▶ Okunacak metin

Yaşamları üzerinde kontrol sahibi olduklarına inanan çocukların, yetişkinliklerinde beden sağlıkları daha iyi durumda bireyler oldukları belirlendi.
“Psychosomatic Medicine” dergisinde yayınlanan çalışmada, “kontrol odağı” özelliklerinin sağlık sorunları üzerindeki etkisi araştırıldı.
İçsel ve dışsal olarak ayrılan “kontrol odağı”, bireylerin kendileri ya da dışarıdaki olaylara etkileri olup olmadığı yönündeki inançlarını tanımlıyor. Yaşamları üzerinde etkileri olduğuna inananların kontrol odaklarının “içsel” olduğu, buna inanmayanların kontrol odaklarının ise “dışsal” olduğu belirtiliyor.
Araştırmacılar, doğumlarından itibaren izlenen ve 10 yaşında daha fazla içsel kontrol odağına sahip oldukları belirlenen 7 bin 500 İngiliz yetişkinin, 30 yaşlarında diğerlerine oranla daha az oranda “fazla kilolu ya da obez” olduklarını belirledi.
Genel olarak bu kişilerin büyük bölümü sağlık durumlarını daha “iyi” olarak tanımladılar ve daha düşük psikolojik stres seviyelerinde oldukları gözlemlendi. Araştırma ölçeklerine, çocukluk zeka seviyesi, eğitim ve aile geliri gibi faktörler katıldığında da içsel kontrol odağının gelişmiş olmasıyla sağlık durumu arasında sabit bir ilişki olduğu belirlendi.

Gönderimsel ifadeyle işaretleme verisi
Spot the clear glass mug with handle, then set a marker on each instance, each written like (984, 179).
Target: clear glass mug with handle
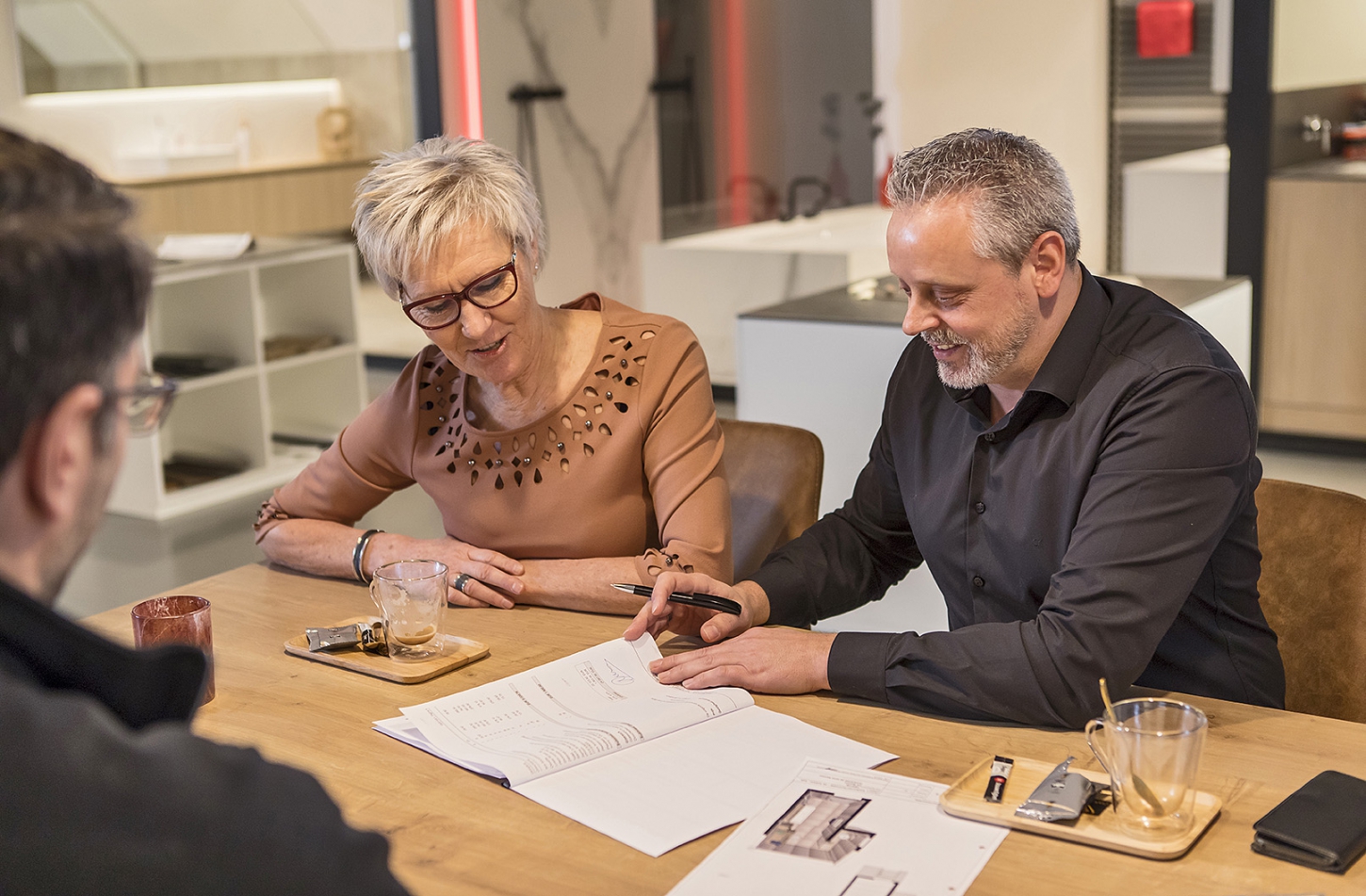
(1150, 749)
(412, 600)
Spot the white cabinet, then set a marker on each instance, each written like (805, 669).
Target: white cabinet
(257, 422)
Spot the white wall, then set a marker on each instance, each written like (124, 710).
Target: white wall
(1040, 69)
(355, 40)
(1317, 44)
(597, 148)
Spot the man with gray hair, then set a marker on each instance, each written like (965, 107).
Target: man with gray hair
(1072, 456)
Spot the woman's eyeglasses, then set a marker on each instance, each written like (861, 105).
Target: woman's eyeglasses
(486, 292)
(149, 401)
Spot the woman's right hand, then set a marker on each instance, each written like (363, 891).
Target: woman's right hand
(660, 615)
(494, 577)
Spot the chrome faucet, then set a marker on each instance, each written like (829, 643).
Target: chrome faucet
(1316, 127)
(791, 197)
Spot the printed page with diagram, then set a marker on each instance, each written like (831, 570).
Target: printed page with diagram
(597, 740)
(588, 705)
(847, 832)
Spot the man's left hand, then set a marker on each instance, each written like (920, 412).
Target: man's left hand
(767, 660)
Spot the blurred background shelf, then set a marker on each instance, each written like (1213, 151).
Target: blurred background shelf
(219, 441)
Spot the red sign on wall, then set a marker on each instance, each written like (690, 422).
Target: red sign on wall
(1165, 27)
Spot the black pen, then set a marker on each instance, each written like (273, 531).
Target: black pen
(705, 601)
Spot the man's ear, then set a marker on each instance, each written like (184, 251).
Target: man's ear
(1048, 263)
(61, 454)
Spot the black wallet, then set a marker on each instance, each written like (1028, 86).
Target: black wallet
(1321, 825)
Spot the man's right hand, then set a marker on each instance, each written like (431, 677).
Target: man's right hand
(659, 615)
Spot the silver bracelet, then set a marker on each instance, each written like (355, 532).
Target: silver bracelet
(358, 555)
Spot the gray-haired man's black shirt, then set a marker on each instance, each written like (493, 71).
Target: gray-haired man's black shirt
(1104, 528)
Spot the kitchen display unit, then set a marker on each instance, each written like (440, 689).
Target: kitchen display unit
(275, 333)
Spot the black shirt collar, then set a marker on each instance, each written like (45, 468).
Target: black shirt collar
(1070, 358)
(137, 686)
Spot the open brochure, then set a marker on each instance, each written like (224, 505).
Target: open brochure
(847, 832)
(598, 740)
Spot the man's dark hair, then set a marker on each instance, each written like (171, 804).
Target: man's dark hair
(73, 283)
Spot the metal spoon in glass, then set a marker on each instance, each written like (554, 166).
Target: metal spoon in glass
(1141, 787)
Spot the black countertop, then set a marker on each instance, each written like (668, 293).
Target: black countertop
(888, 307)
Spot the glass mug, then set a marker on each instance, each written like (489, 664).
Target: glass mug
(176, 619)
(412, 600)
(1152, 753)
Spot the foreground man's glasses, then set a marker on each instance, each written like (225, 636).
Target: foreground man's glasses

▶ Görev talimatları
1. Kontrol odağı metnine göre doğumlarından itibaren izlenen İngiliz yetişkinlerin sayısı kaçtır?
2. Kontrol odağı ile sağlık arasındaki ilişkiyi anlatan metni, son cümlesinden sonrasını yazarak sürdürün.
Satırların bu çalışmayla hiçbir ilgisi yoktur.

▶ Maddelere göre cevaplar
1. 7 bin 500.

2.
Araştırmayı yöneten Dr. Catharine R. Gale, “Daha fazla içsel kontrol odağına sahip olan çocukların, yetişkinliklerinde daha sağlıklı olmalarının nedeninin, bu kişilerin kendi davranışlarının sonuçlarına etki edebilmek konusunda öz güvenlerinin daha fazla olması olduğunu” söyledi.
Dr. Gale, bu kişilerin ayrıca daha fazla öz saygı sahibi olduklarını ve bunun da “sağlıklı alışkanlıklar geliştirmelerine” etki etmiş olabileceğini kaydetti.
Araştırma kapsamında, 1970 doğumlu İngiliz kadın ve erkekler incelendi. Bu kişiler 10 yaşına geldiklerinde, kontrol odaklarının içsel mi dışsal mı olduğunu belirlemek üzere, “iyi not almalarında şansın etkili olup olmadığı” gibi sorular içeren bir testi cevapladılar. Kontrol odağı genellikle, kişiliğin doğal bir özelliği olarak ele alınıyor. Dr. Gale ise bu kişilik özelliğinin çocukluk dönemindeki deneyimler ve çocukların ebeveynleriyle ilişkilerinden etkilendiği yönünde kanıtlar olduğunu belirtiyor.
Bağımsızlık yönünde çocuğu cesaretlendiren ve çocuğun “davranışları ve sonuçları arasındaki bağı” görmesine yardımcı olan ailelerin, kontrol odağının içsel olmasında etkili oldukları kaydediliyor.